EXTRACT PROVIDED:
● ● ● ●

Courtesy of Bonhams
The 230SL offered here was delivered new in the U.K. and is a rare original right-hand-drive model. Noteworthy features include power-assisted steering and a factory third seat. LWY 43D has had only two previous keepers, and there is a 2013 letter on file from the second — a Dr. Firth — testifying to the “very little mileage.” The odometer reads 24,878 miles, which we cannot confirm but believe to be genuine. Restored in 2012, the car is described by the vendor as in good condition throughout. Offered with a V5C document.

SCM Analysis


Vehicle:1966 Mercedes-Benz 230SL Convertible
Years Produced:1963–67
Original List Price:$7,500–$7,900 in 1964
SCM Valuation:$56,500
Chassis Number Location:On right side of firewall
Engine Number Location:On driver’s side of engine block, below number 5 and 6 spark plug
Club Info:International Pagoda SL Group
Alternatives:1962–68 Alfa Romeo 2600, 1964½–66 Ford Mustang, 1961–66 Fiat 1500/1600 cabriolet
Investment Grade:B

This car, Lot 217, sold for $89,456, including buyer’s premium, at Bonhams’ Hendon, U.K., auction on November 21, 2019.

● ● ● ●

(Stored items)
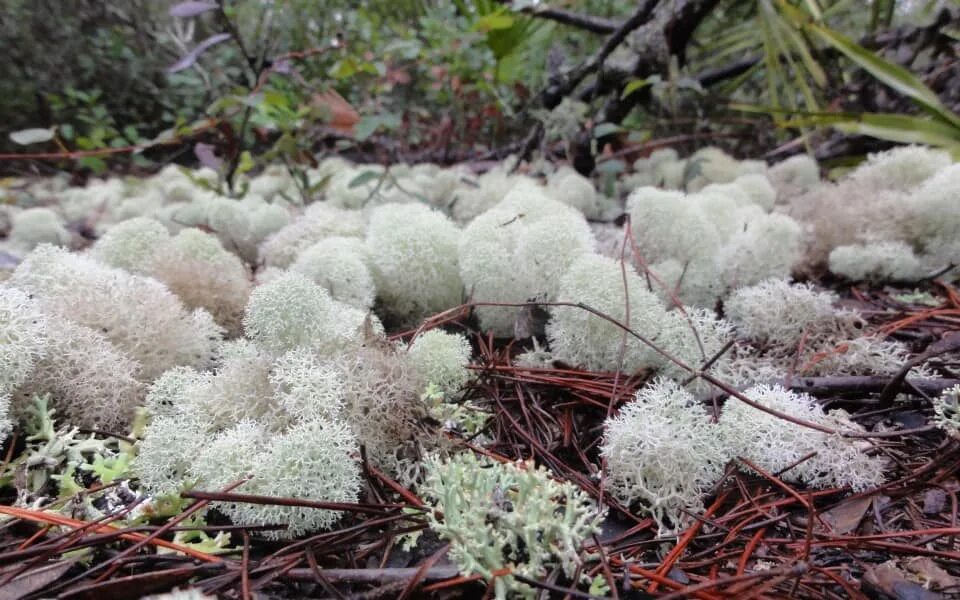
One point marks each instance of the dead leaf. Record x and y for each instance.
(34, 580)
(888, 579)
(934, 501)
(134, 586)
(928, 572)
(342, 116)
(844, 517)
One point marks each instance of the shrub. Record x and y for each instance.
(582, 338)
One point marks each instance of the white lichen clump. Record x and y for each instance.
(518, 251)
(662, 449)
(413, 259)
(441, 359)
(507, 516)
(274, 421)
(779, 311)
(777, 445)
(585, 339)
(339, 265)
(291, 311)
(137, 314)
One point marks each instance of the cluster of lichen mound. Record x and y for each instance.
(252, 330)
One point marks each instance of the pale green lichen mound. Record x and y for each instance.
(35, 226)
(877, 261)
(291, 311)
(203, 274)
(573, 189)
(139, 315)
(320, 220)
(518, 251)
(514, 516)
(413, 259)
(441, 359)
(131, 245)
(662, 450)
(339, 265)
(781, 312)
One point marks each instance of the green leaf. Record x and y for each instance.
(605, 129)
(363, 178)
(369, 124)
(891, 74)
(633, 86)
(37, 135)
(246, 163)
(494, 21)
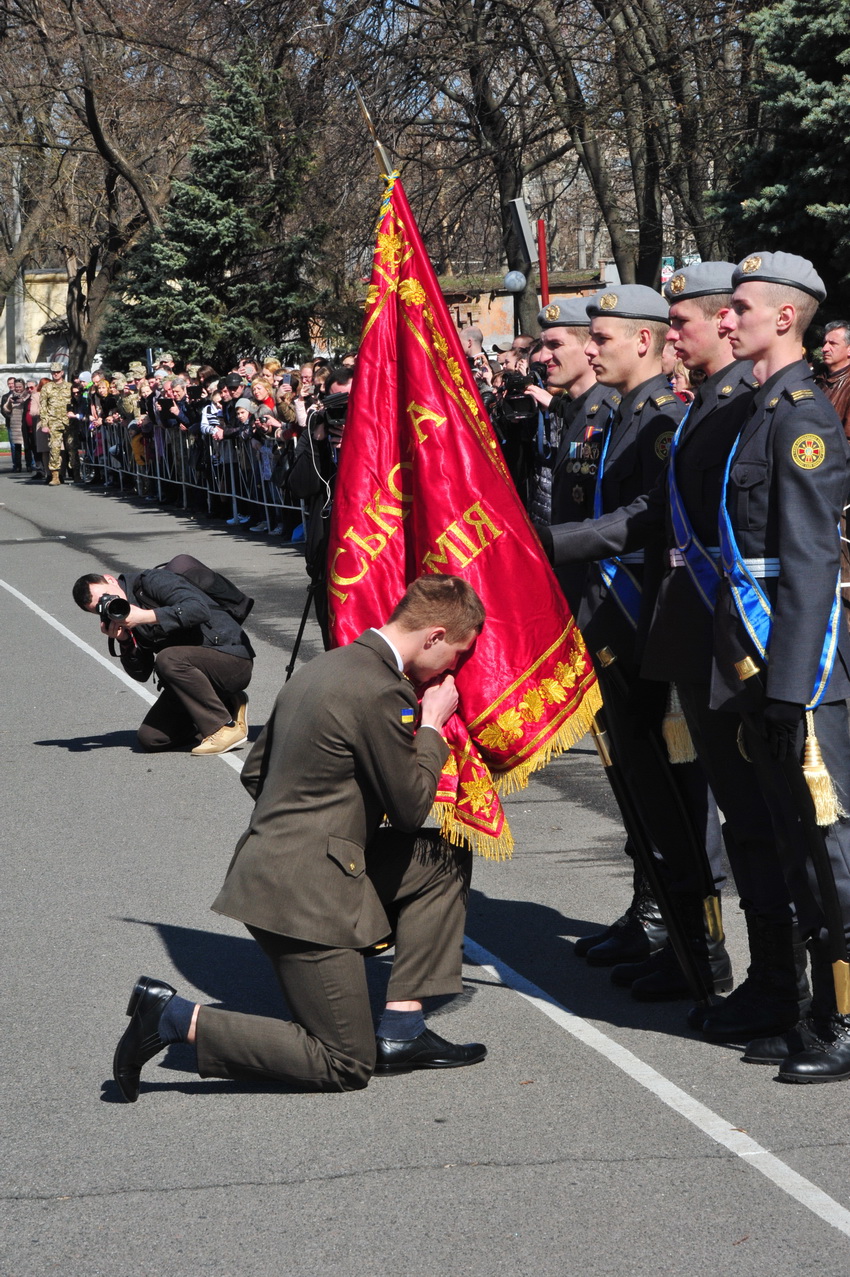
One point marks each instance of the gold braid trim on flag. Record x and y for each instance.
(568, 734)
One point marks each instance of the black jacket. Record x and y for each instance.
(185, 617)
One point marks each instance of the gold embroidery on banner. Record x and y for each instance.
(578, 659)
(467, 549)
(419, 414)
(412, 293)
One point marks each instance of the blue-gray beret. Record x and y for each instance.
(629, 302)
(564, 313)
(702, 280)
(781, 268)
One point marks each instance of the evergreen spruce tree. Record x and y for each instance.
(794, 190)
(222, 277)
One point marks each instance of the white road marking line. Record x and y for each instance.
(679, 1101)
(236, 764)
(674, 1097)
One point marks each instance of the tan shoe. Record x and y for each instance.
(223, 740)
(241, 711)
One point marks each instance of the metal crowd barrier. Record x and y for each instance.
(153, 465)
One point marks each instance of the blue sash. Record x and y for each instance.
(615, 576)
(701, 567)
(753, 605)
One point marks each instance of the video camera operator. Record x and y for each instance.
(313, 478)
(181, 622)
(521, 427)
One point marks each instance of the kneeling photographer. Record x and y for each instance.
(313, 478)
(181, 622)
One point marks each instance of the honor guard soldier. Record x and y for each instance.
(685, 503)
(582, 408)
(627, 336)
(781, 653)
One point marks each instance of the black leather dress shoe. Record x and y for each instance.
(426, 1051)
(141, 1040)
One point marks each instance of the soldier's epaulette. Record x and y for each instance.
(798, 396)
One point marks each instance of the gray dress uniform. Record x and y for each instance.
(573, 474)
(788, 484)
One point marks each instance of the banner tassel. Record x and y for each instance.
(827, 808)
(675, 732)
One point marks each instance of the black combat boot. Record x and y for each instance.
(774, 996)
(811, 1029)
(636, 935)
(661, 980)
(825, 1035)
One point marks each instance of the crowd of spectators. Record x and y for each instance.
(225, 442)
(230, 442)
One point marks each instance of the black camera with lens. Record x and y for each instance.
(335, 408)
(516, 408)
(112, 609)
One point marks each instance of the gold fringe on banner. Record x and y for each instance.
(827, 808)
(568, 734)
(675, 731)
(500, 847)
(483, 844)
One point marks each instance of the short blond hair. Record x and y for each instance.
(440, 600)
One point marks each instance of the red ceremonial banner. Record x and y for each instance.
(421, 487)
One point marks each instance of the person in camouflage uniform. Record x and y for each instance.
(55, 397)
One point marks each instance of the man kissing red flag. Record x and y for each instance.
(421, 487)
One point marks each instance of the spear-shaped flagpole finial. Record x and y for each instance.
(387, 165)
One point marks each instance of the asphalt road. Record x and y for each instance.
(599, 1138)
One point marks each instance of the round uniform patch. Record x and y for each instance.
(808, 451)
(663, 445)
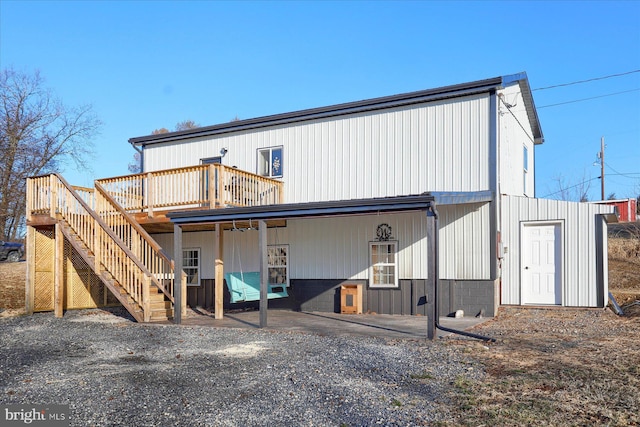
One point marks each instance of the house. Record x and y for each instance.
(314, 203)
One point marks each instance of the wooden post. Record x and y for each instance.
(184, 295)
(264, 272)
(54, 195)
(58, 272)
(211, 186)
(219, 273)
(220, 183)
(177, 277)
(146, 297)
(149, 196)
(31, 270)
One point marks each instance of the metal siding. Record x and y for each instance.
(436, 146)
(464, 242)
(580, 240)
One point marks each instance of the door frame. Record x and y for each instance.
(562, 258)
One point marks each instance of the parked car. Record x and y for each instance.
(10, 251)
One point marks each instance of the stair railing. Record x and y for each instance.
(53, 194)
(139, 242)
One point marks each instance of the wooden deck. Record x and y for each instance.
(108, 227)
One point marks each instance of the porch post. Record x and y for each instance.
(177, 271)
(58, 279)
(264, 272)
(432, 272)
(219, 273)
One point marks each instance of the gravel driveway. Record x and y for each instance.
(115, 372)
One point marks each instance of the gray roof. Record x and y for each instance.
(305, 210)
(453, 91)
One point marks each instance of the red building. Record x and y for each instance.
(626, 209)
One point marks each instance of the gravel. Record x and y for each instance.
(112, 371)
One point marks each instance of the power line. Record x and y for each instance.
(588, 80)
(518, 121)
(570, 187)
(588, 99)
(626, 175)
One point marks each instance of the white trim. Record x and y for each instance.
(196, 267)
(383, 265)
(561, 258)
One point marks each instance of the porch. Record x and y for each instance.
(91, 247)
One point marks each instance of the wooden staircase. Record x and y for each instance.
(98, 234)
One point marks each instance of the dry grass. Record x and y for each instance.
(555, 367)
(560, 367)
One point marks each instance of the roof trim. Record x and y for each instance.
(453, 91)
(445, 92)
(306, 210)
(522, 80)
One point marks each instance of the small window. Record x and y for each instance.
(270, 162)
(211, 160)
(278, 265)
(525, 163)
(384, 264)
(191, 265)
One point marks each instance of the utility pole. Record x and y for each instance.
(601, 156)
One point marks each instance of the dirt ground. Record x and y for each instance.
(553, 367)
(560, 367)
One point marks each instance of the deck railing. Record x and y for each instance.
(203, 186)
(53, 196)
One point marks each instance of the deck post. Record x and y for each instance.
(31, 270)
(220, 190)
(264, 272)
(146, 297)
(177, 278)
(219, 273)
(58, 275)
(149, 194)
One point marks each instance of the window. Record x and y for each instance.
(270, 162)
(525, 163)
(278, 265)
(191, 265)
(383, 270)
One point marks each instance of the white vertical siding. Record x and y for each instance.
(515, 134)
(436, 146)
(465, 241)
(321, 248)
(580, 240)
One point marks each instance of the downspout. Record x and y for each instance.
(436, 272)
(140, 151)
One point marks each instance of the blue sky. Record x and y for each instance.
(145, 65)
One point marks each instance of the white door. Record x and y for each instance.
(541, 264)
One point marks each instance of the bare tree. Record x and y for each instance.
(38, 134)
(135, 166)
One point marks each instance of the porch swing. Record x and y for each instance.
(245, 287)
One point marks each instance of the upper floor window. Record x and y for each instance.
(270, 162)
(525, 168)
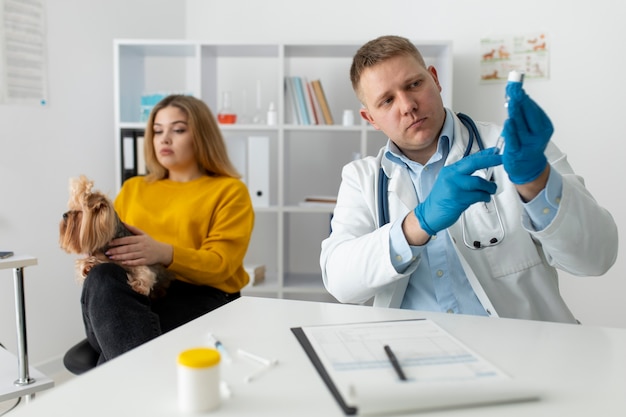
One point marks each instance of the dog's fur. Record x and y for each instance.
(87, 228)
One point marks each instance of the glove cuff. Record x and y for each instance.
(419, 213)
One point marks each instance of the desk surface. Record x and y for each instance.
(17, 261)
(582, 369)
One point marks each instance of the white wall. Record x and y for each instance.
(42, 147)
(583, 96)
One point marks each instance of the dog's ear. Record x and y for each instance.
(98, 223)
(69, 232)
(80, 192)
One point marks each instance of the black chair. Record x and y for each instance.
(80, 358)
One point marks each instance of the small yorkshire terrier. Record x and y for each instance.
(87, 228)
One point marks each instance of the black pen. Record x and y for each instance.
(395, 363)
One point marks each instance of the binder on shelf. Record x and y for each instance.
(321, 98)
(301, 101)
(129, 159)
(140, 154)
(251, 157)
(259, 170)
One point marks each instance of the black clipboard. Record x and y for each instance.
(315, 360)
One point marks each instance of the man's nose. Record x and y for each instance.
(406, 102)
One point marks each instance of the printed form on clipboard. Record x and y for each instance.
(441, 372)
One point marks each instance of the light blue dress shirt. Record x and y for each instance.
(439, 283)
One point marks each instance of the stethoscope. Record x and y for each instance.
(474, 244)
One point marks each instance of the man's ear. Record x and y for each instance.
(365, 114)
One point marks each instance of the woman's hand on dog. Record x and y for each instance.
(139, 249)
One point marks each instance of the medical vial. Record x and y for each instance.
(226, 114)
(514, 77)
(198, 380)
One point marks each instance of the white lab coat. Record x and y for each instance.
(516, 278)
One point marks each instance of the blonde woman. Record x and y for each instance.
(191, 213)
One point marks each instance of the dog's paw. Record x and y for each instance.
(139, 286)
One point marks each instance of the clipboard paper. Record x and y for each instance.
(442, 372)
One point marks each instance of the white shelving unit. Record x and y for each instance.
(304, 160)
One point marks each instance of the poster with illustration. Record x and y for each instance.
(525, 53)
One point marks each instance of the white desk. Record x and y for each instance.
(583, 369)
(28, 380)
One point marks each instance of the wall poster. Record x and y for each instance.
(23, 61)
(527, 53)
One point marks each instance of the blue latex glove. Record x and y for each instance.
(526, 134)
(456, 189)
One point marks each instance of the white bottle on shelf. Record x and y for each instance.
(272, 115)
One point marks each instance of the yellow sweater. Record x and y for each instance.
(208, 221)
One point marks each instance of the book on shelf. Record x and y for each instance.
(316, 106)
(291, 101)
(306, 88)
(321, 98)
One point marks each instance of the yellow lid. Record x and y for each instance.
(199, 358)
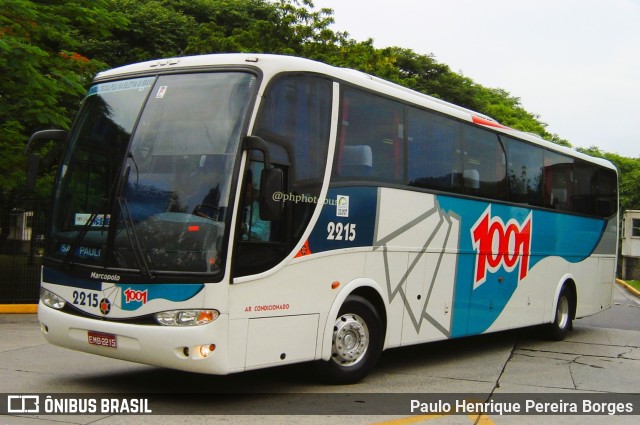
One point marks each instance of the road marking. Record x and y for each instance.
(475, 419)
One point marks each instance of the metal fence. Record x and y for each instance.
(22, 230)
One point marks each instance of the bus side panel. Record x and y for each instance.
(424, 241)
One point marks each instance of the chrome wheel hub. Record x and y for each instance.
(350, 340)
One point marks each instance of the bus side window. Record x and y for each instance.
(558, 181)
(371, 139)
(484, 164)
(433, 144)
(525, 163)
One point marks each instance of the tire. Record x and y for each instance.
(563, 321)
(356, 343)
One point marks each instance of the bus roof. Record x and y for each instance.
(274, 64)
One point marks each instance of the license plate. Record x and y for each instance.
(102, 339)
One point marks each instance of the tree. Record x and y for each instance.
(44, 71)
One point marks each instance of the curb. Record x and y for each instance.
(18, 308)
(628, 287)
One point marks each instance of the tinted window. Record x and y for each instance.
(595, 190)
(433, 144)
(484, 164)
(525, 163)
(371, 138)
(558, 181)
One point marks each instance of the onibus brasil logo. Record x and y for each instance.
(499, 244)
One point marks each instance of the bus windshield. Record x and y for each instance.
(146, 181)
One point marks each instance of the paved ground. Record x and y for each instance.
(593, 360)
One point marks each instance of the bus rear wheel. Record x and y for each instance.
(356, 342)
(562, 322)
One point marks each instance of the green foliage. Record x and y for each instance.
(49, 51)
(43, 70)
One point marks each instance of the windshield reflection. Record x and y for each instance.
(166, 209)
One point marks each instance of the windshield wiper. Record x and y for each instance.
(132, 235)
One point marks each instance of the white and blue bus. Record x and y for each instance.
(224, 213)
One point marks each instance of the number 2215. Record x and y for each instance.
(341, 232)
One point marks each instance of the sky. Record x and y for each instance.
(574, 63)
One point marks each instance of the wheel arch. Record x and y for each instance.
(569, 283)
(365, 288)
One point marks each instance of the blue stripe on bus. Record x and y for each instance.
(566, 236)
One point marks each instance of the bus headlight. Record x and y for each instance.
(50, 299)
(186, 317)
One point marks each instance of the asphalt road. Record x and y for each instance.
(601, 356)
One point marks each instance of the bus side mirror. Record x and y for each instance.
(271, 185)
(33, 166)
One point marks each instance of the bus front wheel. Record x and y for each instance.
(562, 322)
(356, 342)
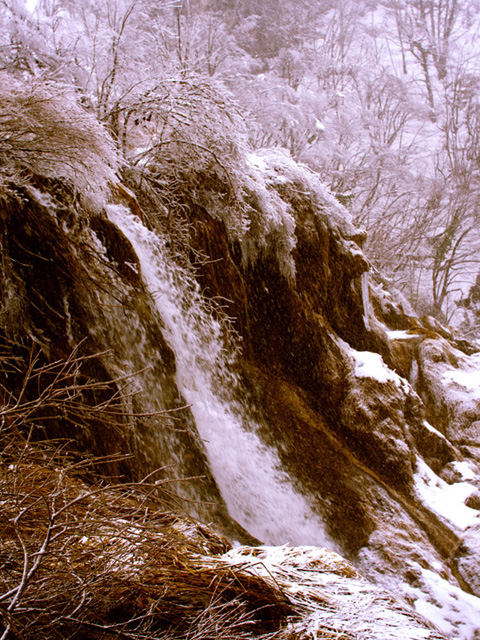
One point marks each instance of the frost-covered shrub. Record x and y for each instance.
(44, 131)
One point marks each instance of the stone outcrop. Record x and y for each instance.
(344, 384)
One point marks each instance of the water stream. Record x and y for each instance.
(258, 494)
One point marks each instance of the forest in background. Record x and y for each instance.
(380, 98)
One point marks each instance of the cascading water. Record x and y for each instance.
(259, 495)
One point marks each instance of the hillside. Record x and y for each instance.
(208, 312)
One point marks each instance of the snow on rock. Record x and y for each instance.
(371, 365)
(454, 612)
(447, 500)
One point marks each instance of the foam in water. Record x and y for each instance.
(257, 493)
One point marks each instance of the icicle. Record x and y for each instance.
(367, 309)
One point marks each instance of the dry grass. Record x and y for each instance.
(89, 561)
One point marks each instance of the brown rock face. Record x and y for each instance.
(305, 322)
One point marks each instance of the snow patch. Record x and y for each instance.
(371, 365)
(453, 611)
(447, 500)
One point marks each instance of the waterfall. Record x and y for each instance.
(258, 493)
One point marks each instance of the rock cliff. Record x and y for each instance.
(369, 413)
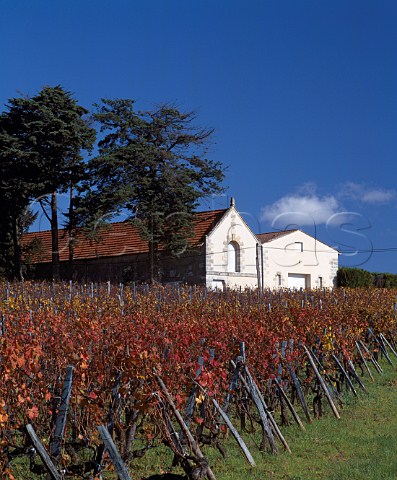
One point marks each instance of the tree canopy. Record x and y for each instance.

● ● ● ●

TO DO:
#1 Transcribe the auction listing starting at "Vehicle:1966 Mercedes-Benz 230SL" and ending at "November 21, 2019.".
#2 In the records, switch "banner" to "pennant" in the lines starting at the one containing "One point marks each instance of the blue sash." and ending at the one containing "(599, 1138)". Return only those lines, with nothing else changed.
The auction listing and the records are unrelated material.

COMPLETED EXERCISE:
#1
Vehicle:1966 Mercedes-Benz 230SL Convertible
Years Produced:1963–67
Original List Price:$7,500–$7,900 in 1964
SCM Valuation:$56,500
Chassis Number Location:On right side of firewall
Engine Number Location:On driver’s side of engine block, below number 5 and 6 spark plug
Club Info:International Pagoda SL Group
Alternatives:1962–68 Alfa Romeo 2600, 1964½–66 Ford Mustang, 1961–66 Fiat 1500/1600 cabriolet
Investment Grade:B

This car, Lot 217, sold for $89,456, including buyer’s premium, at Bonhams’ Hendon, U.K., auction on November 21, 2019.

#2
One point marks each instance of the blue sash. Record x and y for each instance.
(615, 576)
(701, 567)
(753, 605)
One point marks each instance of the video camera operator. Record x and y for each instance.
(313, 478)
(181, 622)
(521, 427)
One point marks each instance of the kneeling photographer. Record x and y for each instance.
(313, 478)
(181, 622)
One point marks each instance of the honor guard soldier. Record x and y for each instance.
(685, 503)
(582, 408)
(627, 336)
(781, 653)
One point marks each instance of the black leather dress shoe. Record x and y for each instance.
(426, 1051)
(141, 1040)
One point marks each instance of the soldier's epaulette. Record x and y for each instance.
(798, 396)
One point marks each instance of the gray dress uniform. Record x and y for each instance.
(573, 474)
(788, 484)
One point marks each instance of the pennant tassel. Record x and y for each instance.
(827, 808)
(675, 732)
One point marks each instance of the black combat boot. Record x and y for each instance.
(774, 996)
(811, 1029)
(636, 935)
(661, 980)
(825, 1035)
One point marks each instance of the crowd of spectators. Record x and y for each instance.
(225, 442)
(230, 442)
One point marks each instance of the black camera with lens. Record x and y for each instance.
(335, 408)
(516, 408)
(112, 609)
One point marks each instance of the gold fringe on pennant. Record x and y for each instance.
(827, 808)
(568, 734)
(675, 731)
(500, 847)
(483, 844)
One point marks each instance of the short blond hair. Record x and y for each instance.
(440, 600)
One point marks each instance of the red ceremonial pennant. Record x and y for each instance.
(421, 487)
One point marks each instance of the person in camouflage uniform. Record x and y for each instance.
(55, 397)
One point marks each instance of the man kissing red flag. Record x and y for each instance.
(421, 487)
One point marks each instance of the spear-shaped flagpole finial. Record x and y for each instance.
(387, 165)
One point marks each instance of the asphalt road. Record x and y for each instance.
(599, 1138)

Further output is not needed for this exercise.